Instructions for the task –
Collect every line in the listing below that contains the string "negative", and copy each one in full.

Extracted entries –
______________________________

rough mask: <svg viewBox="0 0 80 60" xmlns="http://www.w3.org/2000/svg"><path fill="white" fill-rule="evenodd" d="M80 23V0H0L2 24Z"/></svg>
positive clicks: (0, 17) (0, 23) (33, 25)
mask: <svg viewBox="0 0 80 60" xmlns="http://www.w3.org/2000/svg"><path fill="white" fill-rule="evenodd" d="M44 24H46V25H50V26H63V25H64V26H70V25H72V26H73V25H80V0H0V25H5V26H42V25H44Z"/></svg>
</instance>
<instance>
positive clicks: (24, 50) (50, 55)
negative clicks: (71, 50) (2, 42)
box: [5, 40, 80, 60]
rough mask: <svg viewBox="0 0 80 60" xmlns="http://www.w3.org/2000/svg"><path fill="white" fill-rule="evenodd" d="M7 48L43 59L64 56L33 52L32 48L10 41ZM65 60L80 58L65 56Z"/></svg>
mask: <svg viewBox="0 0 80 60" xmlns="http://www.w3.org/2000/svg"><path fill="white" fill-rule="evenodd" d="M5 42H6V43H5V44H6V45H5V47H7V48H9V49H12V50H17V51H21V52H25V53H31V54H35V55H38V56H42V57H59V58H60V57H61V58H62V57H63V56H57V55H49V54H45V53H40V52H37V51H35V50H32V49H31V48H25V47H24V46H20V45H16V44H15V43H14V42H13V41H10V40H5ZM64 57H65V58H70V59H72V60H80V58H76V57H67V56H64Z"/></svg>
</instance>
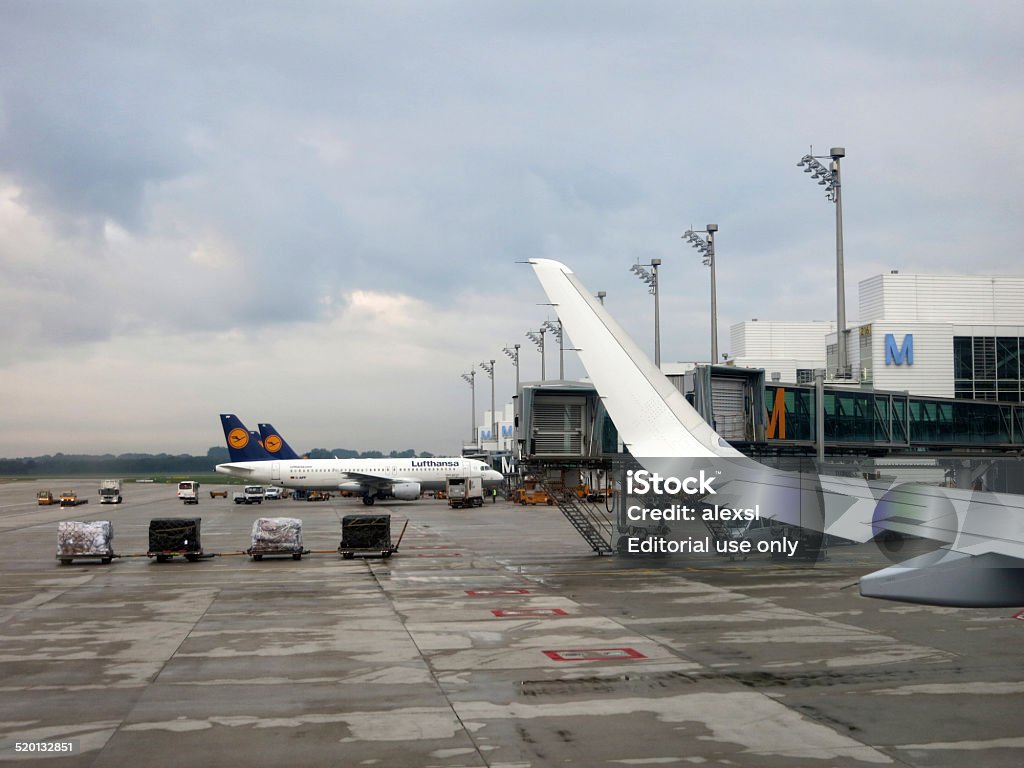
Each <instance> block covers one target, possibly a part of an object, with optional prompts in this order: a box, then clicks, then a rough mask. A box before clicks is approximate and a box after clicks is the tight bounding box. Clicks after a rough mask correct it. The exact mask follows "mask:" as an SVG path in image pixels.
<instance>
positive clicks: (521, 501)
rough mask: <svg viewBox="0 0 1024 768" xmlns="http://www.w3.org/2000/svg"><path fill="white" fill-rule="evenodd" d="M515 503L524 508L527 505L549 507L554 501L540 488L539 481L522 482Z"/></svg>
mask: <svg viewBox="0 0 1024 768" xmlns="http://www.w3.org/2000/svg"><path fill="white" fill-rule="evenodd" d="M515 501H517V502H519V504H522V505H524V506H525V505H527V504H529V505H534V504H547V505H548V506H549V507H550V506H552V505H554V503H555V500H554V499H552V498H551V496H549V495H548V492H546V490H545V489H544V488H543V487H542V486H541V482H540V480H523V483H522V487H521V488H519V490H518V493H517V495H516V499H515Z"/></svg>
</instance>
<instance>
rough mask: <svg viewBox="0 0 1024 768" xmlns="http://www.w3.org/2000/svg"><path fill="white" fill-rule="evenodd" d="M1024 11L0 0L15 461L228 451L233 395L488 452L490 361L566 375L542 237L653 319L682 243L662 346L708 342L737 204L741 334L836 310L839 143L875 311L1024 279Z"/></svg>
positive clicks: (599, 2) (439, 446) (527, 4)
mask: <svg viewBox="0 0 1024 768" xmlns="http://www.w3.org/2000/svg"><path fill="white" fill-rule="evenodd" d="M1022 39H1024V5H1021V4H1020V3H1018V2H1011V1H1009V0H1008V1H1006V2H996V1H990V2H980V3H979V2H951V1H943V0H927V1H926V0H922V1H921V2H891V0H890V1H885V2H867V1H861V2H856V3H851V2H845V1H843V2H839V1H837V2H828V1H827V0H825V1H821V0H816V1H814V2H781V1H779V2H760V1H759V2H755V0H749V1H745V2H738V1H735V0H733V1H729V0H724V1H721V0H717V1H716V2H695V1H694V2H683V1H681V0H680V1H675V2H668V1H665V2H660V1H658V2H645V1H643V0H628V1H627V0H623V1H621V2H611V1H608V0H587V1H586V2H584V1H583V0H580V2H565V1H560V0H544V1H543V2H541V1H539V2H529V1H522V2H511V1H507V2H497V1H494V2H485V1H481V0H467V1H461V0H444V1H437V2H308V1H304V0H300V1H299V2H296V3H288V4H285V3H279V2H263V3H261V2H251V1H248V0H247V2H234V1H225V2H213V3H210V2H206V1H204V2H187V1H185V2H173V3H169V2H162V1H156V0H155V1H153V2H140V1H138V0H131V1H130V2H129V1H127V0H126V1H125V2H114V1H106V2H104V1H98V0H97V1H95V2H77V1H73V0H67V1H65V2H48V1H46V0H43V1H42V2H40V0H0V302H2V312H3V319H4V323H3V325H4V332H3V334H2V335H0V403H2V406H0V437H2V445H0V456H4V457H22V456H34V455H39V454H47V453H56V452H65V453H123V452H133V451H144V452H155V453H156V452H164V451H166V452H170V453H205V452H206V450H207V449H208V447H210V446H211V445H217V444H222V434H221V432H220V427H219V421H218V418H217V414H219V413H221V412H233V413H237V414H239V415H240V416H241V417H242V419H243V420H244V421H246V422H247V423H248V424H250V426H252V427H255V425H256V423H257V422H259V421H271V422H273V423H274V424H275V426H278V427H279V428H280V429H282V430H283V431H284V433H285V434H286V435H287V436H288V438H289V440H290V441H291V442H292V444H293V445H295V446H296V447H297V449H299V450H308V449H311V447H353V449H358V450H371V449H379V450H385V451H386V450H391V449H398V450H401V449H407V447H414V449H416V450H418V451H432V452H435V453H444V454H446V453H452V452H458V451H459V449H460V446H461V441H462V440H463V439H464V438H468V437H469V434H470V423H469V422H470V420H469V411H470V400H469V397H470V392H469V387H468V386H467V385H466V384H465V383H464V382H463V381H462V379H461V378H460V374H462V373H465V372H468V371H469V370H470V369H471V368H472V367H473V366H475V365H477V364H478V362H479V361H480V360H483V359H489V358H496V359H497V360H498V364H497V366H496V368H497V373H496V377H497V378H496V386H497V392H498V398H499V400H505V399H508V398H509V397H510V396H511V393H512V387H513V382H514V372H513V369H512V366H511V362H510V360H509V359H508V358H507V357H506V356H505V355H504V354H502V347H503V346H505V345H507V344H513V343H517V342H518V343H521V344H523V348H522V366H521V373H522V377H523V379H531V378H539V374H540V354H539V353H538V351H537V350H536V348H534V347H532V346H531V345H530V342H529V341H528V340H526V339H525V338H524V333H525V332H526V331H527V330H530V329H536V328H538V327H539V325H540V324H541V323H542V322H543V321H544V319H545V318H548V317H554V315H553V314H551V312H550V308H548V307H545V306H543V305H542V304H543V302H544V301H545V298H544V295H543V293H542V292H541V290H540V287H539V286H538V285H537V283H536V281H535V279H534V278H532V274H531V271H530V270H529V269H528V268H527V267H525V266H523V265H522V264H519V263H516V262H519V261H522V260H524V259H526V258H529V257H534V256H543V257H548V258H556V259H560V260H562V261H565V262H566V263H568V264H569V265H570V266H571V267H572V268H573V269H574V270H575V271H577V272H578V273H579V274H580V276H581V278H582V280H583V281H584V283H585V284H586V285H588V287H590V288H591V289H592V290H594V291H595V292H596V291H597V290H605V291H607V292H608V298H607V305H608V308H609V309H611V310H612V312H613V313H614V314H615V315H616V316H617V317H618V319H620V321H621V322H623V324H624V325H625V326H626V327H627V328H628V329H629V330H630V331H631V332H632V333H633V334H634V335H635V336H636V338H637V339H638V340H639V341H640V342H641V343H642V344H645V345H646V346H647V347H651V346H652V317H651V315H652V302H651V300H650V296H649V295H648V294H647V293H646V292H645V290H646V289H645V287H644V286H643V285H642V284H641V283H640V282H639V281H638V280H636V278H634V276H633V275H632V274H631V273H630V272H629V267H630V265H631V264H633V263H635V262H637V260H643V261H649V260H650V258H651V257H657V258H660V259H663V261H664V264H663V267H662V275H663V284H662V285H663V305H662V319H663V333H662V336H663V355H662V356H663V359H664V360H668V361H671V360H693V359H696V360H700V359H706V357H707V356H708V355H709V347H710V342H709V334H710V318H709V303H710V302H709V270H708V268H707V267H705V266H703V265H701V263H700V259H699V256H698V254H697V252H696V251H694V250H693V249H692V248H690V247H688V246H686V245H684V242H683V241H682V240H681V239H680V236H681V234H682V232H683V231H684V230H685V229H687V228H688V227H690V226H694V227H696V228H702V227H703V225H705V224H707V223H709V222H715V223H718V224H719V226H720V230H719V234H718V240H717V243H718V264H717V276H718V286H719V314H720V317H719V325H720V347H721V350H722V351H728V350H729V335H728V329H729V326H730V325H732V324H733V323H736V322H739V321H741V319H749V318H751V317H761V318H766V319H767V318H773V319H826V318H829V317H831V316H834V314H835V229H834V225H835V218H834V216H835V214H834V208H833V206H831V205H829V204H828V203H826V201H825V200H824V197H823V195H822V193H821V187H818V186H816V185H814V184H813V183H812V182H811V181H809V178H808V176H806V175H804V174H802V173H801V172H800V169H798V168H797V167H796V163H797V161H798V160H799V159H800V157H801V156H802V155H804V154H805V153H807V152H808V151H809V150H810V147H811V146H812V145H813V148H814V153H815V154H827V151H828V147H830V146H845V147H846V151H847V158H846V160H844V161H843V181H844V188H843V198H844V200H843V202H844V219H845V222H844V223H845V230H846V243H845V246H846V263H847V296H848V298H847V302H848V306H849V307H850V316H851V318H852V317H855V316H856V307H857V284H858V282H859V281H861V280H863V279H865V278H868V276H870V275H872V274H877V273H879V272H880V271H883V270H888V269H891V268H898V269H900V270H902V271H907V272H912V271H924V270H929V271H940V272H957V273H1018V274H1019V273H1021V272H1022V271H1024V261H1022V259H1021V250H1020V243H1021V241H1022V237H1021V236H1022V224H1021V221H1022V218H1021V210H1020V209H1021V204H1020V199H1021V193H1020V189H1021V186H1022V181H1024V155H1022V150H1021V147H1022V139H1024V130H1022V128H1024V115H1022V113H1024V89H1022V85H1024V60H1022V58H1024V55H1022V43H1021V40H1022ZM568 356H569V357H570V358H571V354H569V355H568ZM568 369H569V373H570V374H573V375H579V373H580V368H579V366H578V364H575V362H574V361H572V360H570V364H569V366H568ZM548 370H549V372H550V371H552V370H557V354H550V350H549V357H548ZM477 371H478V374H479V375H478V377H477V382H478V384H481V386H479V387H478V388H477V403H478V404H480V406H481V408H482V404H483V403H486V404H489V383H488V382H487V380H486V376H485V375H484V374H483V372H482V371H480V370H479V368H477Z"/></svg>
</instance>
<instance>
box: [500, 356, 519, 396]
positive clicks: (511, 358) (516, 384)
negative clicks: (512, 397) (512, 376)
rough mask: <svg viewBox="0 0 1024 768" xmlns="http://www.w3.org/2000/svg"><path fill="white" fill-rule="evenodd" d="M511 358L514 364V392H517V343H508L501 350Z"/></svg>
mask: <svg viewBox="0 0 1024 768" xmlns="http://www.w3.org/2000/svg"><path fill="white" fill-rule="evenodd" d="M502 351H503V352H505V354H506V355H508V357H509V359H511V360H512V365H513V366H515V394H519V344H513V345H512V346H511V347H509V346H508V345H506V346H505V348H504V349H503V350H502Z"/></svg>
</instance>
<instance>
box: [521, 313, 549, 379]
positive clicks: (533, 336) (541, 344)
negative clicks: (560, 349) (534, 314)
mask: <svg viewBox="0 0 1024 768" xmlns="http://www.w3.org/2000/svg"><path fill="white" fill-rule="evenodd" d="M539 334H540V335H539ZM544 334H545V331H544V326H541V329H540V330H539V331H527V332H526V338H527V339H529V340H530V341H532V342H534V343H535V344H537V348H538V349H540V350H541V381H547V379H548V377H547V376H546V375H545V371H544Z"/></svg>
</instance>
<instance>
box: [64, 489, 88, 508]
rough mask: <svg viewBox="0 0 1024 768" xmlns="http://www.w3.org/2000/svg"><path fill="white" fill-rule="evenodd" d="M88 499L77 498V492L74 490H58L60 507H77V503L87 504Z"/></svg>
mask: <svg viewBox="0 0 1024 768" xmlns="http://www.w3.org/2000/svg"><path fill="white" fill-rule="evenodd" d="M88 503H89V500H88V499H79V498H78V494H76V493H75V492H74V490H62V492H60V506H61V507H77V506H78V505H79V504H88Z"/></svg>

______________________________

Result of this task –
negative clicks: (71, 50) (2, 42)
negative clicks: (512, 397) (512, 376)
negative clicks: (560, 349) (534, 314)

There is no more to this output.